- [Work to be completed]: Retype every row below word for word, and leave the pictures out of your copy.

- [Supplied records]:
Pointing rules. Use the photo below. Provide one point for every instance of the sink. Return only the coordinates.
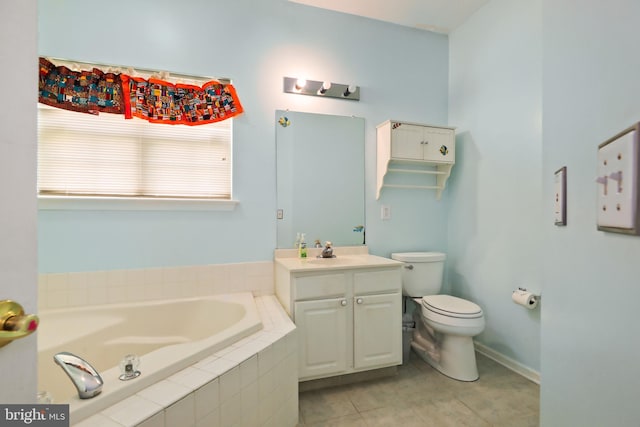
(334, 261)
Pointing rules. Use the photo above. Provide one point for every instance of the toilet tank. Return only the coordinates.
(422, 273)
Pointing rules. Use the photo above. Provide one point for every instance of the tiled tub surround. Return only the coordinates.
(253, 382)
(167, 335)
(60, 290)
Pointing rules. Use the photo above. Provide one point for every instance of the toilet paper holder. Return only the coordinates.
(525, 298)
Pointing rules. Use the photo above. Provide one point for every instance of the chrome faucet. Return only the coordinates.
(327, 251)
(84, 376)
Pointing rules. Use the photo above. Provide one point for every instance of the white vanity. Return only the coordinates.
(348, 310)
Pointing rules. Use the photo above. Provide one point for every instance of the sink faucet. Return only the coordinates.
(327, 251)
(84, 377)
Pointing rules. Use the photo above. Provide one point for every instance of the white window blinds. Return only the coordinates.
(106, 155)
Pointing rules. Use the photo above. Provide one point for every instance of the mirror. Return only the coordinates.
(320, 178)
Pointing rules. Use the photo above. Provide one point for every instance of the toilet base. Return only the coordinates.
(457, 357)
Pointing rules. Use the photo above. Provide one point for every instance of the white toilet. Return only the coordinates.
(445, 325)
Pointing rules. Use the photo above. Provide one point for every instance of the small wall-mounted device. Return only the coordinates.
(618, 203)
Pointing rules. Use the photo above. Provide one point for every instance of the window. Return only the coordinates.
(107, 156)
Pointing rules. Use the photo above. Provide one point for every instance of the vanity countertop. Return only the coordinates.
(341, 262)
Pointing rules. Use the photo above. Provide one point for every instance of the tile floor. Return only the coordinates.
(421, 396)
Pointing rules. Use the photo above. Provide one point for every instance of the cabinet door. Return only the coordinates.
(439, 145)
(377, 330)
(407, 141)
(324, 330)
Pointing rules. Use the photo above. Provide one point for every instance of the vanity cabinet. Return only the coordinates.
(410, 148)
(348, 320)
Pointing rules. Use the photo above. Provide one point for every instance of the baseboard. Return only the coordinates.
(508, 362)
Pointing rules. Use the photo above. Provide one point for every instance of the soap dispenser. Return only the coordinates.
(302, 251)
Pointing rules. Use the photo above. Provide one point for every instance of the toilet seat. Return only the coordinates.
(450, 306)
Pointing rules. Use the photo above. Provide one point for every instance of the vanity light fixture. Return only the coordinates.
(300, 84)
(324, 88)
(321, 88)
(348, 91)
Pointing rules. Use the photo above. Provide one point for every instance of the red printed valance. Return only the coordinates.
(84, 91)
(162, 102)
(155, 100)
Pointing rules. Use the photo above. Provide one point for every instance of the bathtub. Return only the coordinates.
(168, 336)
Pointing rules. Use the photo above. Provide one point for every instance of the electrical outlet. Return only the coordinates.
(618, 183)
(385, 212)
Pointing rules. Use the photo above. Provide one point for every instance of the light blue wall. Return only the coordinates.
(495, 215)
(590, 346)
(403, 74)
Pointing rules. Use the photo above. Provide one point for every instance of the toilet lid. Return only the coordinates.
(451, 306)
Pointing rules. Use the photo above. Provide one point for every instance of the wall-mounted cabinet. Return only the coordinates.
(412, 149)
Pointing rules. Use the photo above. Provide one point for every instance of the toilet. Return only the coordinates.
(445, 325)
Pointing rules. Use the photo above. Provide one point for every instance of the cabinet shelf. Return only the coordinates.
(414, 149)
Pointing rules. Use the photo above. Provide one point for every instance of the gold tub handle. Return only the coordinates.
(14, 323)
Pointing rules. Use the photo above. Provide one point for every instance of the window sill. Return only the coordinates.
(132, 204)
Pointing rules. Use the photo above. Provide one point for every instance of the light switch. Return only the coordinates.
(617, 183)
(560, 196)
(385, 212)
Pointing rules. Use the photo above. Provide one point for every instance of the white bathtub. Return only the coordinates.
(168, 336)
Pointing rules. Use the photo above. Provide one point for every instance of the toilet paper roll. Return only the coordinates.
(525, 299)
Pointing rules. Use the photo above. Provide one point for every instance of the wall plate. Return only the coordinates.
(560, 196)
(617, 192)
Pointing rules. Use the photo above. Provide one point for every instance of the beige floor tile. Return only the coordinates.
(393, 416)
(421, 396)
(448, 413)
(320, 405)
(354, 420)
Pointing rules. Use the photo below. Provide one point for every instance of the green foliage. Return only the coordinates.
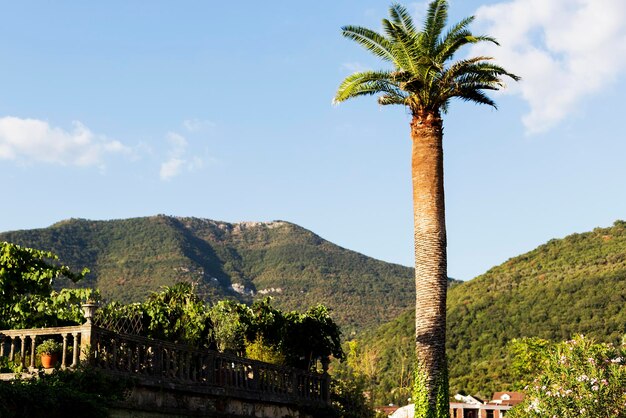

- [Task solution]:
Pointing rules. Use the photo below. Provide one point for every instance of the sink. Return only the coordinates.
(334, 261)
Pointing rules. Use the photo above. Provide one point for every instance of the toilet tank. Return only the coordinates.
(422, 273)
Pointing rules. Use the photo above. Provide one point for every instance of the tiled tub surround. Return only the coordinates.
(253, 382)
(167, 335)
(60, 290)
Pointing rules. Use the photo above. Provide one point for every instance of the toilet paper holder. Return only the coordinates.
(525, 298)
Pointing rules. Use the photo above. Provide one point for every instance of the chrome faucet. Return only the coordinates.
(327, 251)
(84, 376)
Pointing rules. Use the photo above. Provide one point for every instance of the white vanity. Return only the coordinates.
(348, 310)
Pointing rules. Use the photo above. Provide one point for every instance of the sink faucet. Return only the coordinates.
(327, 251)
(84, 377)
Pointing rules. Use the photo above. Provide one point for every instance of the white window blinds. Return only the coordinates.
(106, 155)
Pointing rules. Use the photo above. Provide one point for every instance of the mirror. Return only the coordinates.
(320, 178)
Pointing rules. Use the photo above. Provide one point for every instance of the toilet base. Return only the coordinates.
(457, 357)
Pointing rules. Use the photo above. Provide one point for every instance of the white toilet. Return only the coordinates.
(445, 325)
Pointing rules. Use the photo above. Provide one point for every instance of the small wall-mounted device. Return only the coordinates.
(618, 203)
Pointing rules. Use the photo above. Provide one point for every instance of the window. Return only the coordinates.
(107, 156)
Pointing rules. Use the photo above. Provide one point for every instance of the vanity countertop. Return only the coordinates.
(341, 262)
Pointing rules. Use the photo above. Provide one point for every instance of the tile floor. Return only the coordinates.
(421, 396)
Pointing rules. Use the photo above. Provide one point for every instance of the cabinet door. Return only the coordinates.
(439, 145)
(377, 330)
(407, 141)
(324, 330)
Pointing rules. Use the photo above. Provide one point for every instance of the vanity cabinet. Return only the coordinates.
(410, 148)
(348, 320)
Pointing rules. Use the photo above. Provide one point for every instance of the baseboard. Return only the coordinates.
(508, 362)
Pointing rules. Use the photo above. Provide one point for every instance of the soap dispenser. Return only the coordinates.
(302, 251)
Pointing rules. Use the photo above. Provide one point for every instance of the toilet seat. Return only the coordinates.
(450, 306)
Pointing rules. Use the photo above. Provide one point for every instance of the vanity light fixture. Return only the coordinates.
(300, 84)
(324, 88)
(321, 88)
(348, 91)
Pointing rules. Use the photo above. Provide one point for every instance of the red printed valance. Return only the coordinates.
(84, 91)
(162, 102)
(155, 100)
Pointing rules. Use the photo above. Provide one point for every instance of the bathtub. Return only the coordinates.
(168, 336)
Pointing rules. Use the photo above. Provide one point for every instance of the electrical outlet. Return only the coordinates.
(618, 183)
(385, 212)
Pointing rules. Use the photo above. Provide one point for every instance of the light blue wall. Return only the coordinates.
(495, 215)
(590, 346)
(403, 74)
Pointing rules. Use the photo above. Provide one point for every instance of the toilet lid. Return only the coordinates.
(451, 306)
Pointing rules. Use the photo above. Provide one point for every instance of the wall-mounted cabinet. Return only the coordinates.
(412, 149)
Pointing rules. Use the photo above. Provide one point for every instance of the toilet. Return only the coordinates.
(445, 325)
Pointing rules. Use the photo above. Provide one point for every instance of the cabinet shelf. Return only the coordinates.
(414, 149)
Pointing rules. Use the photo above. Provide one point for every instance of the gold tub handle. Return only the coordinates.
(14, 323)
Pointing rules. Use the photo above. Provide one point for every instance of the window sill. Return only the coordinates.
(132, 204)
Pointing rules. Use the photo above. Provide one point for every instance of the light switch. Return only the coordinates.
(617, 183)
(560, 196)
(385, 212)
Pointing rules. Use the photo above. Provide one point for every instance of the white bathtub. Return only the coordinates.
(168, 336)
Pointing rules. Use the photo above. Provide one point for every instance of the toilet paper roll. Return only the coordinates.
(525, 299)
Pointing rules. Use the photo above. Provide one point for every instance of the wall plate. Return only the coordinates.
(560, 196)
(617, 192)
Pointing rules. Use the photo above. Provide one point for every instance of the beige floor tile. Return only the coordinates.
(393, 416)
(421, 396)
(448, 413)
(320, 405)
(354, 420)
Pointing rules. Use the photo below. Provide one point for every instance of the green foliage. Return only the coordinates.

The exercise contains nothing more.